> CHECK YOUR UNDERSTANDING:
a) According to the robotic fish abstract, what kind of mechanism does the proposed design use to decouple propulsion and steering?
b) List every capability that the experimental results in the robotic fish abstract show the prototype achieving.
c) Carry on the robotic fish abstract, picking up after its final sentence.

This study addresses the longstanding trade-off between high-speed swimming and high maneuverability in tendon-driven biomimetic robotic fish. To overcome this limitation, the authors propose a novel design based on a two-degree-of-freedom crank-slider mechanism that decouples propulsion and steering functions, thereby breaking the performance bottleneck imposed by their mutual interference. The system integrates an elastic skeletal structure, waterproof encapsulation, and a hybrid feedforward–feedback control strategy, supported by a corresponding dynamic model. Experimental results demonstrate that the prototype achieves high-speed straight-line swimming, smooth turning, and precise heading control, effectively validating the feasibility and superiority of the proposed mechanical architecture and control methodology.

> DATA UNDER STUDY:
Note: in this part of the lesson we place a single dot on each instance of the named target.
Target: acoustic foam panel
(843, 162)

* * *

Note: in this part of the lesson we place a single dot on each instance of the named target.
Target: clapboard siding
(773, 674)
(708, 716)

> WRITTEN RESPONSES:
a) A two-degree-of-freedom crank-slider mechanism.

b) High-speed straight-line swimming, smooth turning, and precise heading control.

c)
Robotic fish have attracted growing attention in recent years owing to their biomimetic design and potential applications in environmental monitoring and biological surveys. Among robotic fish employing the Body-Caudal Fin (BCF) locomotion pattern, motor-driven actuation is widely adopted. Some approaches utilize multiple servo motors to achieve precise body curvature control, while others employ a brushless motor to drive the tail via wire or rod, enabling higher oscillation and swimming speeds. However, the former approaches typically result in limited swimming speed, whereas the latter suffer from poor maneuverability, with few capable of smooth turning. To address this trade-off, we develop a wire-driven robotic fish equipped with a 2-degree-of-freedom (DoF) crank-slider mechanism that decouples propulsion from steering, enabling both high swimming speed and agile maneuvering. In this paper, we first present the design of the robotic fish, including the elastic skeleton, waterproof structure, and the actuation mechanism that realizes the decoupling. We then establish the actuation modeling and body dynamics to analyze the locomotion behavior. Furthermore, we propose a combined feedforward-feedback control strategy to achieve independent regulation of propulsion and steering. Finally, we validate the feasibility of the design, modeling, and control through a series of prototype experiments, demonstrating swimming, turning, and directional control.